┌──

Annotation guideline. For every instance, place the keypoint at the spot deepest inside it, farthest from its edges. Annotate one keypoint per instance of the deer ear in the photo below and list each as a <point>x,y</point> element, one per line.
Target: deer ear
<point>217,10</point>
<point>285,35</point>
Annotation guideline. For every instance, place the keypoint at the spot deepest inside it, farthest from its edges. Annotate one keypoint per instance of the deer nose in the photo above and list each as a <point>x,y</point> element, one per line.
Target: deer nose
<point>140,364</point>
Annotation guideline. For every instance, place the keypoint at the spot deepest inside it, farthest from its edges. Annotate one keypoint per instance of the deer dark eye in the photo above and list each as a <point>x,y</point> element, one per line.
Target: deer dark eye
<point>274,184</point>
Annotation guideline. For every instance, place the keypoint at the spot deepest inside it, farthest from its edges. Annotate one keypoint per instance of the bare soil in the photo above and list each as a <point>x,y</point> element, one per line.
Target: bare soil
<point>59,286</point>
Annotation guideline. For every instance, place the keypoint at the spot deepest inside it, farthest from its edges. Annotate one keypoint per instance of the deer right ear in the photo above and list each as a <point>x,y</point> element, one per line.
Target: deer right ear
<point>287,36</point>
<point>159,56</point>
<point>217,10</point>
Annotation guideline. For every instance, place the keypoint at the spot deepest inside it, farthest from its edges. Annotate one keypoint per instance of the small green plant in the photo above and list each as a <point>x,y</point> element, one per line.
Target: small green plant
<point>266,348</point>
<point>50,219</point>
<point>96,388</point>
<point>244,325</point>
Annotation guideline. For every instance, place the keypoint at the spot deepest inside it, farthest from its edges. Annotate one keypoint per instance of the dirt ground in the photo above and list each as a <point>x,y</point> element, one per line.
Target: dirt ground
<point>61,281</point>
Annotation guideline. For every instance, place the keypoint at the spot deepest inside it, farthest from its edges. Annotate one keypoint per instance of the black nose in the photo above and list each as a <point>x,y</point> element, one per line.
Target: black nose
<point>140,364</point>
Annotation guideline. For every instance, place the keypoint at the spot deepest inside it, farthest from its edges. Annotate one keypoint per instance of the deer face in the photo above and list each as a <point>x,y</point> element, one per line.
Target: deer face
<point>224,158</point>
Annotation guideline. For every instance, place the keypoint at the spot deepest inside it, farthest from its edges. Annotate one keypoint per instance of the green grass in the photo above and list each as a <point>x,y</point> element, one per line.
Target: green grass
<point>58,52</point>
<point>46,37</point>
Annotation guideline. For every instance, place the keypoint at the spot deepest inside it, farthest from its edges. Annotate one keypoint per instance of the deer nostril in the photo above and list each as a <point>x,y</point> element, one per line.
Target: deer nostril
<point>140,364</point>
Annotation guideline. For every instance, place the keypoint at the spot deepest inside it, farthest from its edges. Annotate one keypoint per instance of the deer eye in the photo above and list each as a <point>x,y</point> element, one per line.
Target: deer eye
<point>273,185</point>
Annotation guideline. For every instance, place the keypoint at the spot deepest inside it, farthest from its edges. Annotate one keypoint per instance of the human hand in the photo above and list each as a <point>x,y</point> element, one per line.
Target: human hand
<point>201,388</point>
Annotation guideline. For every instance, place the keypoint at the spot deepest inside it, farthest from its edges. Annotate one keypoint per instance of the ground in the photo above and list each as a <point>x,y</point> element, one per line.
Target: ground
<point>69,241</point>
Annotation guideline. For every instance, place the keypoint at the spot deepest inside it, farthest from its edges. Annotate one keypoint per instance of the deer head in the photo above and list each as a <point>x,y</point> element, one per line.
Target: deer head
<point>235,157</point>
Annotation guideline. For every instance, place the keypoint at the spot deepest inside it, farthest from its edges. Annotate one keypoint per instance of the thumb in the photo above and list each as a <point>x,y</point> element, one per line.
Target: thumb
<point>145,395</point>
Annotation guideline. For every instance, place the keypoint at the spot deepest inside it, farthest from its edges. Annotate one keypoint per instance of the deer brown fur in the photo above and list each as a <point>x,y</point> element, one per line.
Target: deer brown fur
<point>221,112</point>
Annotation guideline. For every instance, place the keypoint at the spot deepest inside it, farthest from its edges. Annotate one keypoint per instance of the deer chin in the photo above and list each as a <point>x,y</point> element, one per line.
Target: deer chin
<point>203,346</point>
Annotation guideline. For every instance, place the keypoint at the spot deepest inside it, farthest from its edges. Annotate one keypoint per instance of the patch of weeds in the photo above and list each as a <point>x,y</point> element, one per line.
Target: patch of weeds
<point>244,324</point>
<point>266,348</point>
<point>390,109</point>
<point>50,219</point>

└──

→ **Instructions for the task**
Set down all of the lines above without altering a word.

→ **Written answer**
Annotation guideline. For every instance, place the keypoint at the spot deepest inside it, farthest from its edges. Annotate one keypoint per instance of the deer ear in the photo below and list each as a <point>x,y</point> element, one per line.
Target: deer ear
<point>217,10</point>
<point>285,35</point>
Annotation guideline. For every instance, place the keypoint at the spot deepest inside it, farthest from its edges. Annotate one keypoint per instance of the deer nose in the photo above and list each as a <point>x,y</point> element, one per line.
Target: deer nose
<point>140,364</point>
Annotation guideline. For every instance, place the keypoint at the spot deepest inside it, farthest from its edges. Annotate one keypoint per instance of the deer dark eye in the photo above and list each as a <point>x,y</point> element, one per line.
Target: deer dark eye
<point>274,184</point>
Annotation guideline. For every instance, place the keypoint at the spot deepest inside it, farthest from its edges. Annotate one keypoint per instance of the bare soil in the photo above and list each as a <point>x,y</point> element, one per line.
Target: bare soil
<point>59,286</point>
Annotation guideline. For every instance, place the keypoint at the spot deepest inside it, farthest from its edges. Annotate one keypoint per instance of the deer right ear in the photo above and list each as a <point>x,y</point> element, one per line.
Target: deer right ear
<point>287,36</point>
<point>159,56</point>
<point>217,10</point>
Annotation guideline. For every instance, place the keypoint at the spot deepest inside it, farthest from its edges. Annotate one keypoint per instance of the small green plant in the photo above and list each as a <point>x,y</point> element, one per line.
Target: small green plant
<point>266,348</point>
<point>50,219</point>
<point>96,388</point>
<point>244,325</point>
Annotation guideline. For every instance, place the keypoint at the spot deepest inside it, farthest from its edges. Annotate one keypoint per instance of the dirt ground in the photo above and list each as a <point>x,y</point> element, one per line.
Target: dirt ground
<point>61,281</point>
Annotation guideline. For every instance, place the keypoint at the spot deepest inside it, farthest from its edges. Annotate one keypoint per instance of the black nose in the photo above and list each as a <point>x,y</point> element, one per line.
Target: black nose
<point>140,364</point>
Annotation guideline. For every instance, place the keypoint at the spot deepest inside it, farthest from its edges. Annotate one keypoint per instance of the deer face in the photo above and list each as a <point>x,y</point> element, one per line.
Target: deer face
<point>224,158</point>
Annotation guideline. For every instance, place the keypoint at the spot deepest inside it, farthest from its edges. Annotate one keypoint per instance of the green grass in the photo above and list each as a <point>x,y</point> element, one per line.
Target: green grass
<point>58,52</point>
<point>46,37</point>
Annotation guideline. For every instance, place the keypoint at the spot deepest inside it, farthest from its edges. Annotate one keypoint per instance of the deer nostril in the photo above and list each as a <point>x,y</point> element, one per line.
Target: deer nostril
<point>140,364</point>
Annotation guideline. For every instance, place the keypoint at the spot deepest inside it, farthest from its edges. Annotate one keypoint per instance of the deer eye in the photo above and list each as a <point>x,y</point> element, one per line.
Target: deer eye
<point>273,185</point>
Annotation guideline. For every instance, place the keypoint at the spot deepest inside it, farthest from its edges. Annotate one keypoint per instance of the human hand in the photo above and list each as a <point>x,y</point> element, one per line.
Target: human hand
<point>201,388</point>
Annotation guideline. For every instance, place the keypoint at the spot deepest inside it, farthest from its edges. Annotate one keypoint per instance of the ground in the photo above and list each as a <point>x,y</point> element, one per line.
Target: ground
<point>69,241</point>
Annotation guideline. For every instance, place the keypoint at the spot deepest inside it, farthest from its edges. Annotate one keypoint per instance of the deer head in the photo above and list each as a <point>x,y</point> element, one per line.
Target: deer head
<point>235,157</point>
Annotation guideline. For every instance, place the keypoint at the spot deepest inside it, farthest from its edges. Annotate one keypoint per instance of the thumb in the photo above and list each as a <point>x,y</point> element, one per line.
Target: thumb
<point>145,395</point>
Annotation guideline. For every instance, place the keypoint at the spot deepest inside it, farthest from its edges. Annotate one keypoint per instance of the deer brown fur in the photo above and list each as a <point>x,y</point> element, one per line.
Target: deer brown fur
<point>221,112</point>
Annotation guideline. For every instance, place the keypoint at the spot deepest inside it, farthest from its edges. Annotate one keypoint per instance of the deer chin in the photo above and list each as a <point>x,y</point> element, one per line.
Target: deer chin
<point>203,346</point>
Annotation guideline. For every instance, place the keypoint at the spot deepest inside it, farthest from its edges. Annotate one keypoint per instance of the patch of weeds in the photo above and list each as a <point>x,y</point> element, one per line.
Target: patch of weeds
<point>244,324</point>
<point>266,348</point>
<point>390,109</point>
<point>50,219</point>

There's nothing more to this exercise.